Data excerpts.
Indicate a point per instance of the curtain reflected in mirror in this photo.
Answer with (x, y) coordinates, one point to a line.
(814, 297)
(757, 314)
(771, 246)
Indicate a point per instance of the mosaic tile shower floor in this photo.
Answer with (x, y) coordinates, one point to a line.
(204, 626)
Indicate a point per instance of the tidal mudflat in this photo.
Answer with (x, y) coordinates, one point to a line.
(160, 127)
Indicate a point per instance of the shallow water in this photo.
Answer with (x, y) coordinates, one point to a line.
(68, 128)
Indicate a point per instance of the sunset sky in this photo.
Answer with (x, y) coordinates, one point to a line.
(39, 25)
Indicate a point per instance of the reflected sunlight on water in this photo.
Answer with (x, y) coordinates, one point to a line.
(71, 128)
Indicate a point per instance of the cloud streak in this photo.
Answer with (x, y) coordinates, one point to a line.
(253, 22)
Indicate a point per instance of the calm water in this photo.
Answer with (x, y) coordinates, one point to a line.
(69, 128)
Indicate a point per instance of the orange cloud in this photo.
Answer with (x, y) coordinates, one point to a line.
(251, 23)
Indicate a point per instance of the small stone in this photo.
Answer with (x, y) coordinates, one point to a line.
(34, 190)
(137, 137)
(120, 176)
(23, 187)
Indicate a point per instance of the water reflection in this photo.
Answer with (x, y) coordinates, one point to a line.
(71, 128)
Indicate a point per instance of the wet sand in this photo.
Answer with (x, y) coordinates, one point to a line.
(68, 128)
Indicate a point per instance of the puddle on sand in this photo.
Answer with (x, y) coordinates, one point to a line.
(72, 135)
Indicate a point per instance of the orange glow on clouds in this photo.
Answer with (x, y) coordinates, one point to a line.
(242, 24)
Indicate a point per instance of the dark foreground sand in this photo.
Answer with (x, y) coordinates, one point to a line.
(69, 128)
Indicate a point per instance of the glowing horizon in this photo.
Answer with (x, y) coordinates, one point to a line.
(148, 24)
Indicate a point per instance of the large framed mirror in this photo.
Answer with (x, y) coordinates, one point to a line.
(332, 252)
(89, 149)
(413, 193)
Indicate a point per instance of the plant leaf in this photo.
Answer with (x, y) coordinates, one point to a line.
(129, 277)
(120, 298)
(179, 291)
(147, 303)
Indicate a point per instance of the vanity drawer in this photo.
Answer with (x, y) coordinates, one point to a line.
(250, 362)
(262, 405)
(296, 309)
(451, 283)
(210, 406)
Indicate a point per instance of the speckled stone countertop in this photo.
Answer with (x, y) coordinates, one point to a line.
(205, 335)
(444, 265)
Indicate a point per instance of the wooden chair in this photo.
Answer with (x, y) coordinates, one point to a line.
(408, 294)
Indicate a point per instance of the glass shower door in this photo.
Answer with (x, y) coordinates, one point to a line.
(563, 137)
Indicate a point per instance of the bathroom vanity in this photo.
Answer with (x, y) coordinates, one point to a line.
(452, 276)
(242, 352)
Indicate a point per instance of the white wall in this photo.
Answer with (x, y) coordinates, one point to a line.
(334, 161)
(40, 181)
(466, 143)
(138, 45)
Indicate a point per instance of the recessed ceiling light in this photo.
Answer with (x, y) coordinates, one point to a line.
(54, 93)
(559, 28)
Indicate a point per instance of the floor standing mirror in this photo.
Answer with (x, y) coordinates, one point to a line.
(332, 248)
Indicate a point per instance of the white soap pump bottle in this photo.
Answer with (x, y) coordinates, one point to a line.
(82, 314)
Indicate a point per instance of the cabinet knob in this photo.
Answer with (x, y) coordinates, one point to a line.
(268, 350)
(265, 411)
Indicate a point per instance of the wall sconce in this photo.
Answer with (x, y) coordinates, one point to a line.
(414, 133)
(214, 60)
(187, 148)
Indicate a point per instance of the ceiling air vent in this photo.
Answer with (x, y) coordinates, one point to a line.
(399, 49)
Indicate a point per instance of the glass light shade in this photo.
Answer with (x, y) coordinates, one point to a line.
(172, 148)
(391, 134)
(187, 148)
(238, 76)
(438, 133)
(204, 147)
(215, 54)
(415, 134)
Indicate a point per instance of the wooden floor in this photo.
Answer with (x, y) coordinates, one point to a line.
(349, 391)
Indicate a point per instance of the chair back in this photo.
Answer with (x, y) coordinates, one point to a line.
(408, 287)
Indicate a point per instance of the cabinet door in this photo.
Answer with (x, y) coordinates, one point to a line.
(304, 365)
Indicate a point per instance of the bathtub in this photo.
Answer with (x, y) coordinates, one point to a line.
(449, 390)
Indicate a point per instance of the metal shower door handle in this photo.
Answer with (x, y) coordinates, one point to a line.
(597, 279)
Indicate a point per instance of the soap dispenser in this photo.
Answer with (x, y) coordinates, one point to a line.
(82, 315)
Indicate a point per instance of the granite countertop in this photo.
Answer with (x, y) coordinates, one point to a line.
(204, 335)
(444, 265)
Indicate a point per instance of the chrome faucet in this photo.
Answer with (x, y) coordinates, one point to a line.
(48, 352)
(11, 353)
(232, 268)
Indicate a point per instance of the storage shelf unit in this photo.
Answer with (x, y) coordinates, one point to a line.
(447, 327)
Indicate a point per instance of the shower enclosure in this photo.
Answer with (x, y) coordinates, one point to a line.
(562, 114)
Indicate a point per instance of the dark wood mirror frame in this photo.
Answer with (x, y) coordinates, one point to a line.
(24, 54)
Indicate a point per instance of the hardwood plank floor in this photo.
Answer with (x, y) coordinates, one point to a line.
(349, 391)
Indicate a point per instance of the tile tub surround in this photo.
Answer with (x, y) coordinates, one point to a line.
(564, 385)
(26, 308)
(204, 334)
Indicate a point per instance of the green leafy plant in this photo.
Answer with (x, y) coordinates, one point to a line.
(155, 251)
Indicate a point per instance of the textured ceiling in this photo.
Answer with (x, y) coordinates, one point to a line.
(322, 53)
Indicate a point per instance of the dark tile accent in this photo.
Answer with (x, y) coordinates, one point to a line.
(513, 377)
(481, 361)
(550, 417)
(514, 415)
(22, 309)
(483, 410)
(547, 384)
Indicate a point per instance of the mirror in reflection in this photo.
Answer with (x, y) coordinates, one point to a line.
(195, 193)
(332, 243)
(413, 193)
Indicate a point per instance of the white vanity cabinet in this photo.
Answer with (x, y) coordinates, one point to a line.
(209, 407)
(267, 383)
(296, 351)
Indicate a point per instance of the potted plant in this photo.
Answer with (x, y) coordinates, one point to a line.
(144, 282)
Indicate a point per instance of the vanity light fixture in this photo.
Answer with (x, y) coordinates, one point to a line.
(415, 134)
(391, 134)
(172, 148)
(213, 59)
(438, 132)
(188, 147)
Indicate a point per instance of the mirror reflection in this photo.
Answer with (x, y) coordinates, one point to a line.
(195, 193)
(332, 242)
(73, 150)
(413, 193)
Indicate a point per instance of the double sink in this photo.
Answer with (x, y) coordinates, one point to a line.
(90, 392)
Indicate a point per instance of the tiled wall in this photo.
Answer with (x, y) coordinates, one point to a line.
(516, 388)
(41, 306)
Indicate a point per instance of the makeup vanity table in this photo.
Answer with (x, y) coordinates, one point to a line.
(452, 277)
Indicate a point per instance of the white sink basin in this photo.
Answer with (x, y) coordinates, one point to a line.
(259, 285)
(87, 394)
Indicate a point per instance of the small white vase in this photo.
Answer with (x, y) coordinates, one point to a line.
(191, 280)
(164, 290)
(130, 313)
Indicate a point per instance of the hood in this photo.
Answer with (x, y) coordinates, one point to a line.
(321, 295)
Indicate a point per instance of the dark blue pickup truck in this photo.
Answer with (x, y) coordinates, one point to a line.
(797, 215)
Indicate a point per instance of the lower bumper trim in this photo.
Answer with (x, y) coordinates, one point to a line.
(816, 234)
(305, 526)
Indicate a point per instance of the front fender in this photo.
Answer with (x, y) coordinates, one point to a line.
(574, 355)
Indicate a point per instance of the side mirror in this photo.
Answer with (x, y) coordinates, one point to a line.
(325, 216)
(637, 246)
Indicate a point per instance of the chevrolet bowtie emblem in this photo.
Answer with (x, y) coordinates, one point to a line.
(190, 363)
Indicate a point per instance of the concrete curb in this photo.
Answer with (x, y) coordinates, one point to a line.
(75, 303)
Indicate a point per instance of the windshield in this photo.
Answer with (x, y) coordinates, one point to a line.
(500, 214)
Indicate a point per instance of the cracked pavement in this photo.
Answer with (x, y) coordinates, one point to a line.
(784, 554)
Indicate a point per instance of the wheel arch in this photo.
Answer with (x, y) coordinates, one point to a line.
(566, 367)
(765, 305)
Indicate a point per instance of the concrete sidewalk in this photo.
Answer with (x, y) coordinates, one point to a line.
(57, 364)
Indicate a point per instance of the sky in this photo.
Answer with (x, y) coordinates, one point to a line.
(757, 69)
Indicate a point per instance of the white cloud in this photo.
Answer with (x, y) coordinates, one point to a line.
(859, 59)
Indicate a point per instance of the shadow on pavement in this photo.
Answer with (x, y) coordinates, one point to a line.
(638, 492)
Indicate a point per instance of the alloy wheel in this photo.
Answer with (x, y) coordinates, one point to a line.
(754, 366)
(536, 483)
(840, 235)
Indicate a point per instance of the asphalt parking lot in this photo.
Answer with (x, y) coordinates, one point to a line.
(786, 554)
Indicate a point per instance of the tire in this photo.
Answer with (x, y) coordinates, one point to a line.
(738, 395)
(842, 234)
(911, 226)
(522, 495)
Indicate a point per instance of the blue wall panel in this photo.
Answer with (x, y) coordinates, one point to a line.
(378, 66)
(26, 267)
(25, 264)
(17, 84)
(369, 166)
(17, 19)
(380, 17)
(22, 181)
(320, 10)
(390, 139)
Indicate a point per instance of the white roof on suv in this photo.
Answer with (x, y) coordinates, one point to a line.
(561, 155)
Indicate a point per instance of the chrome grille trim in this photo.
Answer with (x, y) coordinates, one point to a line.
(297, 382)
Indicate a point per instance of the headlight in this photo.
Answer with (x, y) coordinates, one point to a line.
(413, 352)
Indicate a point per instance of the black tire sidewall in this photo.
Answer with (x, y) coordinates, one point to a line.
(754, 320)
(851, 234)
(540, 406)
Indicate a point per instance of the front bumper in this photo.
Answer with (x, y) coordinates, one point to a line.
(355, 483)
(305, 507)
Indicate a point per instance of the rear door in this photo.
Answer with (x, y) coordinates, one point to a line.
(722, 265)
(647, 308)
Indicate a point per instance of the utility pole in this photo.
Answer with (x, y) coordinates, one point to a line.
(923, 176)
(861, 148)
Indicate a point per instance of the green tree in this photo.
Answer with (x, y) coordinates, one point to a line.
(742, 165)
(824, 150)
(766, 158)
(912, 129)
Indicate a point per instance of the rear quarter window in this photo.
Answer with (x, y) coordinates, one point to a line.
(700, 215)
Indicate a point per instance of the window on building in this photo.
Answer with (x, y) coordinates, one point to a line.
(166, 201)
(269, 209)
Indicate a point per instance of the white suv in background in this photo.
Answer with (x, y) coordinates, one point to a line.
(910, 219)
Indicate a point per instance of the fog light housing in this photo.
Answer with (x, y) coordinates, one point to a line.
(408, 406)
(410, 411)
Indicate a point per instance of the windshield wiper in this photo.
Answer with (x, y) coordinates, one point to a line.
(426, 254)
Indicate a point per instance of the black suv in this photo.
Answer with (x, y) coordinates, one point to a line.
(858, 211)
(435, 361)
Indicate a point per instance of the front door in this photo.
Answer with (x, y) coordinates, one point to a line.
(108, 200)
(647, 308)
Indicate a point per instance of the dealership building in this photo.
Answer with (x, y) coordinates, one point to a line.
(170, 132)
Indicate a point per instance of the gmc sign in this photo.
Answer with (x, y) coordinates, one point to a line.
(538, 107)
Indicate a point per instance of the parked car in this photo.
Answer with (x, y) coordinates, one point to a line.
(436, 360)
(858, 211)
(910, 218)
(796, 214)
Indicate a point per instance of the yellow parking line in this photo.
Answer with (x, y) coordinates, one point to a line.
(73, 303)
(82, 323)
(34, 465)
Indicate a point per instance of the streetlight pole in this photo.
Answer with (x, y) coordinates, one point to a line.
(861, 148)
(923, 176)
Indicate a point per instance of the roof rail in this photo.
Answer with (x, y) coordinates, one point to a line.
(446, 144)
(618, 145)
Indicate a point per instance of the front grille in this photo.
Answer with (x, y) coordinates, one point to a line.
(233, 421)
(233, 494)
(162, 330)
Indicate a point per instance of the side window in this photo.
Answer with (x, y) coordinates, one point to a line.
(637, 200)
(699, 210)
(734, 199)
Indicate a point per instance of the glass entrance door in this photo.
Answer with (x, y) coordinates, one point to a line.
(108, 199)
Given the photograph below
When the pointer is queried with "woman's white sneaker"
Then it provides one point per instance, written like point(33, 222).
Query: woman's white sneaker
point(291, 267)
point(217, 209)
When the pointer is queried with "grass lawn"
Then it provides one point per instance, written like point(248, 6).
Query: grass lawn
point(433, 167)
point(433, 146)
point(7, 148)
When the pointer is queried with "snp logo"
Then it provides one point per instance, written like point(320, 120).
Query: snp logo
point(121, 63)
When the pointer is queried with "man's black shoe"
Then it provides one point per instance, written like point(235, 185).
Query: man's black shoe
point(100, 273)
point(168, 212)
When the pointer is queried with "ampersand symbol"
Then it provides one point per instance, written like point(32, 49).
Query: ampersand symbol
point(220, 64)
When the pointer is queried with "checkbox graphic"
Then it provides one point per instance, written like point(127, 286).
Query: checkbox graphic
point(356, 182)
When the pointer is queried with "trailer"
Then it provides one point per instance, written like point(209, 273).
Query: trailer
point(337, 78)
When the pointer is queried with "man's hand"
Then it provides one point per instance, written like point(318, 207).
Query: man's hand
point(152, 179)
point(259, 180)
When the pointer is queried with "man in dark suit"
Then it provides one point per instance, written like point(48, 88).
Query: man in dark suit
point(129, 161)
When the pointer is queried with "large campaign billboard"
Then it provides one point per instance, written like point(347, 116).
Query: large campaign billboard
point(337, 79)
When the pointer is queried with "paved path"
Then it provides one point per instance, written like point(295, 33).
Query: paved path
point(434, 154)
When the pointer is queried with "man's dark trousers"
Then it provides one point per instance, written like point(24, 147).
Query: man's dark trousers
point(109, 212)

Task prompt.
Everything from the line with "Indicate a point per instance of the dark foreground" through the line with "Indicate a point per instance of the vanity drawer" in the listing above must be retyped exactly, with nothing added.

Task solution.
Indicate a point per instance of the dark foreground sand in this photo.
Answer with (x, y) coordinates, one point to a line.
(69, 128)
Indicate a point per instance of the glowing horizon in this photo.
Answer with (x, y) coordinates, one point to a line.
(148, 24)
Indicate a point per instance of the large framed mirror in this photo.
Answer with (x, y) coordinates, one point to a line.
(332, 252)
(89, 149)
(413, 193)
Indicate a point per instance of the plant leaf in this photo.
Answer with (x, y) coordinates, one point to a line.
(129, 277)
(120, 298)
(179, 291)
(147, 303)
Indicate a point per instance of the vanity drawer in this photo.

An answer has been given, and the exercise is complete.